### TASK DESCRIPTION
Word for word, restate every entry that follows.

### SUPPLIED RECORDS
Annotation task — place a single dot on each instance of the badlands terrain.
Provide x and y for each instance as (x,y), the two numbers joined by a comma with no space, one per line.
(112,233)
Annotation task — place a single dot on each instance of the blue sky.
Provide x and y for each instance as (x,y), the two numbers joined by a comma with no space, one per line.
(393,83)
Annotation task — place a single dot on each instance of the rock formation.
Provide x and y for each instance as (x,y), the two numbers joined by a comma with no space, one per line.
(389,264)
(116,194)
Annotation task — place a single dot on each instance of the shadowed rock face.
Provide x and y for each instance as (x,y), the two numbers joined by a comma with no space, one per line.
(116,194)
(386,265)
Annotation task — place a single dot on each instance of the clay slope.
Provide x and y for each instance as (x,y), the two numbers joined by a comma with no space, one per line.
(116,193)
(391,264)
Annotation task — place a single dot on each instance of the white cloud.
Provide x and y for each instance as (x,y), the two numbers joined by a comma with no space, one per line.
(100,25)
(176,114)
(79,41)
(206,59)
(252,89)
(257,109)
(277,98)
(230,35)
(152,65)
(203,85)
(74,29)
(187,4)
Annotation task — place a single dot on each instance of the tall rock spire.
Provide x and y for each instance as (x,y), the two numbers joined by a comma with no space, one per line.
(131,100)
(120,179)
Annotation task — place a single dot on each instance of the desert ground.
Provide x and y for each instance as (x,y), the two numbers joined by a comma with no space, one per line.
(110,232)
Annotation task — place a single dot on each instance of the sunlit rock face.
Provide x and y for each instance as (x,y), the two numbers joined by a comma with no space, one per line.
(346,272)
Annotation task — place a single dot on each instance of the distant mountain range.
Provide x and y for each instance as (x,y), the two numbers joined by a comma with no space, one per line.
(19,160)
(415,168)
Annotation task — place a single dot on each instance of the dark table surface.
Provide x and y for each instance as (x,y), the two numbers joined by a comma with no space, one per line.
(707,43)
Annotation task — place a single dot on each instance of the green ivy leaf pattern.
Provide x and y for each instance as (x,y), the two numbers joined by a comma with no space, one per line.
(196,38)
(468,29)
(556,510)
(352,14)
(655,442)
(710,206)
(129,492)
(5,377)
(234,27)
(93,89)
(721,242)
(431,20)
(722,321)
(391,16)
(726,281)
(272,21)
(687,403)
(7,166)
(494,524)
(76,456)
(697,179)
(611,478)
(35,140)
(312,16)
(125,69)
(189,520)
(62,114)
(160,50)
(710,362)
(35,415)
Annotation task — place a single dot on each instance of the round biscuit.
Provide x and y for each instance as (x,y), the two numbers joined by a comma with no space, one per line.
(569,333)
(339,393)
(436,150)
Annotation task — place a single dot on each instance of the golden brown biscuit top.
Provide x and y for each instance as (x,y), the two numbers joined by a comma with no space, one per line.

### RESULT OF THIS TASK
Annotation task — place a single dot on each instance of the badlands terrain.
Provide x and y for each instance as (x,y), the two numbers joined by a comma with no space, one per line.
(112,233)
Annotation task — place a single dot on each instance of the blue sky.
Provide x and y for each instance as (x,y), the two numbers joined by a comma with no space, one per line.
(393,83)
Annotation task — place a single dot on each instance of the rock formation.
Provide x and y for each instance as (x,y), the two numbers joined by a comma with no space, one per line.
(389,264)
(116,194)
Annotation task — place a single dot on each instance of the shadowed rock face.
Provide x and y for each instance as (x,y), the two numbers joined by a comma with no space, one per line.
(116,194)
(386,265)
Annotation task — place a single dot on each instance of the clay slope.
Provide x and y for each instance as (x,y), the two numbers joined by a comma with no space, one per line.
(116,193)
(391,264)
Annotation task — place a single dot on each instance of the white cloud.
Provide x and y for each instance as (x,y), the two numbers joined by a comma with no space, one per line.
(100,25)
(176,114)
(79,41)
(206,59)
(252,89)
(257,109)
(277,98)
(230,35)
(152,65)
(203,85)
(74,29)
(187,4)
Annotation task — place a single dot on each instance of the tall rock spire.
Provide x and y for each instance as (x,y), the two numbers joined by a comma with no space, one per line.
(131,100)
(120,179)
Annotation task — place a single dot on each instance of the desert ground.
Provide x and y for each instance as (x,y), the two numbers joined by a comma with no space, one per line.
(110,232)
Annotation task — place a single dot on each instance of the sunlit rock face.
Provide x and y for each instance as (x,y), the two numbers joined by a comma with no space, one per line.
(346,272)
Annotation task — place a single dot on each instance of the distant mountain range.
Provide x and y for each instance as (x,y), the two numbers joined by a comma with no space, one per line.
(19,160)
(415,168)
Annotation task — place a single dot on each instance of the dark table surface.
Provide x and y for each instance as (x,y), the two numbers joined by a comma with no space, one per line.
(707,43)
Annotation task — place a single dot on each instance of the green ivy leaf pattern.
Provide x and y for each instance as (x,y), the two numbers joined by a comma with no space, one per line.
(196,38)
(468,29)
(556,510)
(352,14)
(655,442)
(710,206)
(129,492)
(5,377)
(234,27)
(93,89)
(721,242)
(431,20)
(722,321)
(391,16)
(726,281)
(272,21)
(687,403)
(7,166)
(494,524)
(76,456)
(697,179)
(611,478)
(35,140)
(312,16)
(125,69)
(189,520)
(62,114)
(160,50)
(710,362)
(35,415)
Annotation task — place a single dot on each instance of the round biscuit.
Provide x and y for each instance as (x,y), the two numbers joined by a comma with no space, one per line.
(569,333)
(339,393)
(436,150)
Annotation task — place a single dot on each instance of the golden brown biscuit top.
Provide x and y for each instance as (x,y), the two numbers joined by a comma with no space, one per line.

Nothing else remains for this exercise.